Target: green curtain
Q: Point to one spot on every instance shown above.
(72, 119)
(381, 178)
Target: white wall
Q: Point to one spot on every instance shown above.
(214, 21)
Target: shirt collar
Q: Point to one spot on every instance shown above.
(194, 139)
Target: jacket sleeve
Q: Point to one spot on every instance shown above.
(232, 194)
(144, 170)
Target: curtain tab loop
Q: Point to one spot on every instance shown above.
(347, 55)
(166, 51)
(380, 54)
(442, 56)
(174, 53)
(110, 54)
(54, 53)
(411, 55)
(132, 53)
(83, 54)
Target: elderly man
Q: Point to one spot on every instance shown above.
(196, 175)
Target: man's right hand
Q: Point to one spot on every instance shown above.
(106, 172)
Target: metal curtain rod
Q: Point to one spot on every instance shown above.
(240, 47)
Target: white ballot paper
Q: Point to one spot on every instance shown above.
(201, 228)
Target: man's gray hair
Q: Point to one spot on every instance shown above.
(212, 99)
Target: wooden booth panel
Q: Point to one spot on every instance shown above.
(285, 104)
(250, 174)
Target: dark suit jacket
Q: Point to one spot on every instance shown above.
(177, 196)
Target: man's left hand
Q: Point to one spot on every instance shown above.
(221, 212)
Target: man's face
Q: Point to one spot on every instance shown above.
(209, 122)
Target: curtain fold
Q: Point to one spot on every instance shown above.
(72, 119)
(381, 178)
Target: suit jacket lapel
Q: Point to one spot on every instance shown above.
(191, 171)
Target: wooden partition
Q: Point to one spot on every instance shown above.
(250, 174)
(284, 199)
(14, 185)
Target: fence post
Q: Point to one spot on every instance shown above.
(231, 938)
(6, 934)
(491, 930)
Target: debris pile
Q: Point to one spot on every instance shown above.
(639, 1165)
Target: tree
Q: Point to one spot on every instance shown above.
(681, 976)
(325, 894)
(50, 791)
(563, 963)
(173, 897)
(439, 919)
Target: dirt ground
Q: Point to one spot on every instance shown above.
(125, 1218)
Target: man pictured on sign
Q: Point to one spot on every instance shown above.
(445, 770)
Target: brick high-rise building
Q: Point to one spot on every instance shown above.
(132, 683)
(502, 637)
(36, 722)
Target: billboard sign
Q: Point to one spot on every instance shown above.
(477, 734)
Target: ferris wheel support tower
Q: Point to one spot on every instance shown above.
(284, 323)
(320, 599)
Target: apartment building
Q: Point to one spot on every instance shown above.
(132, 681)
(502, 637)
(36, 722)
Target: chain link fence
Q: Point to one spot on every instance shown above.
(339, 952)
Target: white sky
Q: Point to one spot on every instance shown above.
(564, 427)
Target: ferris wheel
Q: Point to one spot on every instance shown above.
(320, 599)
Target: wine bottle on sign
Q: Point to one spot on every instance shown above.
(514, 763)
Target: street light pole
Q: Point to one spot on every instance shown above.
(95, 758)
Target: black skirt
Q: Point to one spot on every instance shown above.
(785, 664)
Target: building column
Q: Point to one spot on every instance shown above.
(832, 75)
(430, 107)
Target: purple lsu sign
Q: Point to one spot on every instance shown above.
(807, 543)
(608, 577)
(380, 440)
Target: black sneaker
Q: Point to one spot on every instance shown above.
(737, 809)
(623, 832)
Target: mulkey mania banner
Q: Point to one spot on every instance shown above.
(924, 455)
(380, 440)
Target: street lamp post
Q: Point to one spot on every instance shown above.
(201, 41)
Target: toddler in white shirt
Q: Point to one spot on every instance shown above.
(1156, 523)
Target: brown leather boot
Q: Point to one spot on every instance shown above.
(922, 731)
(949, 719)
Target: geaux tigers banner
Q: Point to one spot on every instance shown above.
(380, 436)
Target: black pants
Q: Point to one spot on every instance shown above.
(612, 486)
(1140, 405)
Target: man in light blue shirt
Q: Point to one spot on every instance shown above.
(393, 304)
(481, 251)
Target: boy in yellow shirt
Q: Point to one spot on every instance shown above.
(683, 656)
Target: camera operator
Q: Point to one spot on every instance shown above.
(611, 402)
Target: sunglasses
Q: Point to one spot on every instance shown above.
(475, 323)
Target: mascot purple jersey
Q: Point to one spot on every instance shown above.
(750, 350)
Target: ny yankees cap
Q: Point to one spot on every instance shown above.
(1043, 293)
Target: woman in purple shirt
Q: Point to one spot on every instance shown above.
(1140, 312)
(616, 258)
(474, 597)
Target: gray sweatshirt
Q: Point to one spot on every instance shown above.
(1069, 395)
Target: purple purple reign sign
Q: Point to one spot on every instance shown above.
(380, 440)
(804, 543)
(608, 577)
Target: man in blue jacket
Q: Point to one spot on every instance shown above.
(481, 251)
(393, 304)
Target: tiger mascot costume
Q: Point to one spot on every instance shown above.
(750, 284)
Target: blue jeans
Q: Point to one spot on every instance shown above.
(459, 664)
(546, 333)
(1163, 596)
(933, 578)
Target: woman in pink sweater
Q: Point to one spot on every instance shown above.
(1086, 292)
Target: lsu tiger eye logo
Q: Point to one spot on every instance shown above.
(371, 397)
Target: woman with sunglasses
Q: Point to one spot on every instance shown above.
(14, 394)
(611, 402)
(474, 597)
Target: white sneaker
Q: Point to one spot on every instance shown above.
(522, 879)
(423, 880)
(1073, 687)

_ _ _ _ _ _ _

→ **Assigned task**
Transcribe each entry precisely, missing none.

→ **Solution for this exercise**
Target: green curtain
Q: Point to one spot on every instance shown above.
(72, 119)
(381, 178)
Target: white wall
Q: Point to one spot on every instance shown above.
(214, 21)
Target: shirt collar
Q: Point to one spot on every instance shown above.
(194, 139)
Target: jacket sleeve
Q: Point to one spot on every instance shown above.
(232, 194)
(144, 170)
Target: curtain tab loop
Q: Point to one spot on every instance shown above.
(347, 55)
(166, 51)
(380, 54)
(442, 56)
(174, 53)
(110, 54)
(54, 53)
(411, 55)
(132, 53)
(83, 54)
Target: elderly man
Q: Point to one spot on every instance shown above.
(196, 175)
Target: man's right hand
Q: Point to one spot on every instance shown above.
(106, 172)
Target: metal curtain rod
Q: Point to one spot on every instance shown above.
(240, 47)
Target: white ballot paper
Q: Point to one spot on every instance shown above.
(201, 228)
Target: man's gray hair
Q: Point to one spot on every instance shown above.
(212, 99)
Target: wooden booth panel
Q: Point to one spot on every instance shown above.
(285, 104)
(250, 174)
Target: dark suit jacket
Q: Point to one spot on every instance shown above.
(177, 196)
Target: man's left hand
Q: Point to one spot on every instance shown above.
(221, 212)
Target: man's face
Q: Point to one spot on every instance shown above.
(209, 122)
Target: curtain fold
Q: Point to one spot on every instance shown above.
(72, 119)
(381, 178)
Target: suit jacket lapel
Q: Point to one spot on every instance shown above.
(191, 171)
Target: wooden partition
Q: Point to one spot on every instance shown above.
(250, 174)
(284, 199)
(14, 185)
Target: fence post
Q: Point to one spot on every instance shown above.
(231, 938)
(6, 934)
(491, 930)
Target: debris pile
Q: Point to one spot on every instance shown above.
(639, 1165)
Target: tree
Q: Point to one spot on every instance shown above.
(681, 976)
(325, 894)
(50, 791)
(563, 963)
(173, 897)
(439, 919)
Target: dirt ground
Q: Point to one spot on every instance shown above.
(125, 1218)
Target: man pictured on sign
Q: Point to one spot on every instance shown above.
(445, 770)
Target: brick high-rise building
Q: Point to one spot on every instance shown above.
(132, 683)
(502, 637)
(36, 722)
Target: billboard sign
Q: Point to one spot on every instance shown above.
(477, 734)
Target: ferris wheel support tower
Q: Point to one spot on every instance shown above.
(284, 323)
(320, 599)
Target: apartment building
Q: Point to one spot on every instance shown above.
(132, 681)
(502, 637)
(36, 722)
Target: chain link fence
Q: Point to one spot on every instance shown above.
(339, 952)
Target: white sky
Q: Point to one spot on every instance shown above.
(564, 427)
Target: ferris wheel
Q: Point to one spot on every instance shown above.
(320, 599)
Target: wine bottle on sign
Q: Point to one spot on every instance shown above.
(514, 763)
Target: street light pole
Q: Point to one spot on every instance shown above.
(95, 758)
Target: black skirt
Q: Point to one spot on every instance shown above.
(785, 664)
Target: building column
Q: Point to one spot on every instance shown above.
(832, 75)
(430, 107)
Target: purple lsu sign
Q: Point to one spot on every instance shown above.
(807, 543)
(608, 577)
(380, 440)
Target: black sneaker
Q: Point to one spot on every instance shown above.
(737, 809)
(623, 832)
Target: mulkey mania banner
Q: Point to one spot on every instance shown above.
(924, 455)
(380, 440)
Target: street lamp post
Q: Point to one spot on every instance shown above.
(201, 41)
Target: toddler in white shirt
Q: Point to one spot on every instance shown above.
(1156, 523)
Target: brown leather boot
Q: Point to one spot on every instance shown above.
(922, 731)
(949, 719)
Target: geaux tigers banner
Q: Point to one spot on every instance shown above.
(380, 436)
Target: black pants
Q: Point to one spot on every instance shown above.
(612, 486)
(1140, 405)
Target: man in light blue shirt
Q: Point to one spot on every instance shown above.
(393, 304)
(481, 251)
Target: boy in yellow shirt
Q: Point to one spot on every instance shown above.
(683, 656)
Target: camera operator
Q: Point to one spot on every instance shown above.
(611, 402)
Target: sunglasses
Q: Point to one spot on every instance shown above.
(475, 323)
Target: mascot purple jersey
Q: Point to one spot on every instance shown above.
(750, 350)
Target: ny yankees cap
Q: Point to one spot on every instance shown above.
(1043, 293)
Target: woman in purple shirt
Q: Point to one spot on every instance shown above.
(1140, 312)
(616, 258)
(474, 597)
Target: gray sweatshirt
Q: Point to one spot on every instance shown above.
(1069, 395)
Target: purple purple reign sign
Q: Point to one spot on every instance shown above.
(380, 440)
(804, 543)
(608, 577)
Target: man in blue jacket
Q: Point to one spot on every instance shown above.
(481, 251)
(393, 304)
Target: tiger mascot costume
Q: Point to one spot on every instance shown above.
(750, 284)
Target: blue jeans
Q: Point to one spot on every instance shown above.
(459, 664)
(546, 333)
(1163, 596)
(933, 578)
Target: woman in pink sweater
Q: Point to one spot on every instance shown above.
(1086, 292)
Target: lsu tiger eye logo
Q: Point to one spot on every instance shown above.
(371, 397)
Target: woman with sunglasses
Q: Point to one spot on every instance shown above.
(14, 394)
(611, 402)
(474, 597)
Target: white sneaker
Q: Point to one spot on every instance shown above.
(522, 879)
(423, 880)
(1073, 687)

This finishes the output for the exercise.